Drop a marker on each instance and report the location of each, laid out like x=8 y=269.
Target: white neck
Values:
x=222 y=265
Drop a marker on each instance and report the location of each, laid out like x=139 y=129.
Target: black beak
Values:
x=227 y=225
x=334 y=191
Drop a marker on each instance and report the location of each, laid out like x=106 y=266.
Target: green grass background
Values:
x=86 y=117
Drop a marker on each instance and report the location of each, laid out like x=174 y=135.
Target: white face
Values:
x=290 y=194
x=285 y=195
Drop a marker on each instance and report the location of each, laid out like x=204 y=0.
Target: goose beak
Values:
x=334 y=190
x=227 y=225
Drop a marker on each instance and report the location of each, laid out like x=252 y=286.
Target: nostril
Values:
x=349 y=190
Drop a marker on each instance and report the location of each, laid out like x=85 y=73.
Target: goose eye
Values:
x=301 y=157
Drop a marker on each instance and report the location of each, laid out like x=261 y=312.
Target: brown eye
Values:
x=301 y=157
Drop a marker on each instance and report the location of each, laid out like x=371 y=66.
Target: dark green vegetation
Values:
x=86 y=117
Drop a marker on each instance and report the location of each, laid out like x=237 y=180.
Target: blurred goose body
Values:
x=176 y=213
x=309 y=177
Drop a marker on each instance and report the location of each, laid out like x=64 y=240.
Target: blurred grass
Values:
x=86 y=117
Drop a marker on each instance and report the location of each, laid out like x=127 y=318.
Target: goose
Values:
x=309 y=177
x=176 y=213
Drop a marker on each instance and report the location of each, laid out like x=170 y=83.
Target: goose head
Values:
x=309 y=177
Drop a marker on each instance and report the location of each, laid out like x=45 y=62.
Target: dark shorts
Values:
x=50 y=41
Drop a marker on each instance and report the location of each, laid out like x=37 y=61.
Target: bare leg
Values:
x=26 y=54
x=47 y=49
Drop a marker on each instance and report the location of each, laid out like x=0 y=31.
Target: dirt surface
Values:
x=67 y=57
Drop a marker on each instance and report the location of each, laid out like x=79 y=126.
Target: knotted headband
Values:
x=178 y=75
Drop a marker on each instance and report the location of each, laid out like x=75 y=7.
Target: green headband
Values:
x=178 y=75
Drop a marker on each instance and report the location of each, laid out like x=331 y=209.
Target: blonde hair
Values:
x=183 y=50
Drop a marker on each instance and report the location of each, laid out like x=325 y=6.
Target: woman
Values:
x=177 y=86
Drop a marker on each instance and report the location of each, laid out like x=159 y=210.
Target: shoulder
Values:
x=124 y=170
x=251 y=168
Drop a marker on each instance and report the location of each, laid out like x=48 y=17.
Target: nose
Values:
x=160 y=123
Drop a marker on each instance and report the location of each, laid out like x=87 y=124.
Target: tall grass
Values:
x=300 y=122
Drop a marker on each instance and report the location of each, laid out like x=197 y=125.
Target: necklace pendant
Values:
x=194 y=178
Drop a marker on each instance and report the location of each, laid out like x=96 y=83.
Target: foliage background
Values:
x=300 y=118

────────────────

▶ _Instructions for the task_: Using the data above, restate every record word for word.

▶ _Output_:
Drop a marker on each instance and report the location of each, laid out like x=8 y=269.
Target: white neck
Values:
x=222 y=265
Drop a marker on each instance and report the location of each, laid out like x=139 y=129.
Target: black beak
Values:
x=227 y=225
x=334 y=191
Drop a marker on each instance and report the location of each, laid out like x=106 y=266.
Target: green grass background
Values:
x=86 y=117
Drop a marker on each instance and report the location of each, laid out like x=174 y=135.
Target: white face
Values:
x=290 y=194
x=285 y=195
Drop a marker on each instance and report the location of each, laid out like x=204 y=0.
Target: goose beak
Values:
x=334 y=190
x=227 y=225
Drop a marker on each instance and report the location of each, laid out like x=252 y=286.
Target: nostril
Values:
x=349 y=190
Drop a marker on each instance and report the location of each, laid out like x=85 y=73.
Target: goose eye
Values:
x=301 y=157
Drop a marker on each instance and report the location of each, laid out like x=261 y=312.
Target: brown eye
Values:
x=301 y=157
Drop a marker on each instance and report the location of each, laid out like x=371 y=66.
Target: dark green vegetation
Values:
x=86 y=117
Drop a marker on each instance and report the location of each, laid out like x=237 y=180.
Target: blurred goose body
Values:
x=176 y=213
x=309 y=177
Drop a marker on each instance and report the location of each, laid out like x=64 y=240.
Target: blurred grass
Values:
x=86 y=117
Drop a marker on each instance and report the location of each, laid out like x=127 y=318.
Target: goose
Values:
x=309 y=177
x=176 y=213
Drop a marker on each instance and report the location of each, laid out like x=170 y=83.
Target: goose head
Values:
x=309 y=177
Drop a marker on each instance and report the location of each, laid out like x=45 y=62.
Target: dark shorts
Values:
x=50 y=41
Drop a marker on each instance and report the location of each, laid out like x=37 y=61.
Target: bare leg
Values:
x=26 y=54
x=47 y=49
Drop a marker on each instance and report the location of each, laid out like x=0 y=31.
Target: dirt surface
Values:
x=67 y=57
Drop a marker on each instance and report the location of each, laid out like x=79 y=126.
Target: knotted headband
Values:
x=178 y=75
Drop a marker on each instance and report the location of each, laid out like x=75 y=7.
Target: green headband
Values:
x=178 y=75
Drop a marker on each instance and report the location of each, laid out like x=331 y=209.
Target: blonde hair
Values:
x=183 y=50
Drop a marker on each instance and report the location of each, laid out like x=325 y=6.
Target: woman
Values:
x=177 y=86
Drop a marker on each instance and report the location of each, laid out like x=159 y=210.
Target: shoulder
Values:
x=124 y=170
x=251 y=168
Drop a marker on each instance and report the location of each, laid out like x=48 y=17.
Target: nose
Values:
x=160 y=123
Drop a marker on each instance and report the location of each, laid out like x=87 y=124.
Target: tall grass
Values:
x=300 y=122
Drop a marker on each instance and report the location of each, laid out like x=197 y=125.
Target: necklace pendant
Values:
x=194 y=178
Drop a marker on each instance and report the location of each, laid out like x=96 y=83.
Target: foliage background
Values:
x=300 y=118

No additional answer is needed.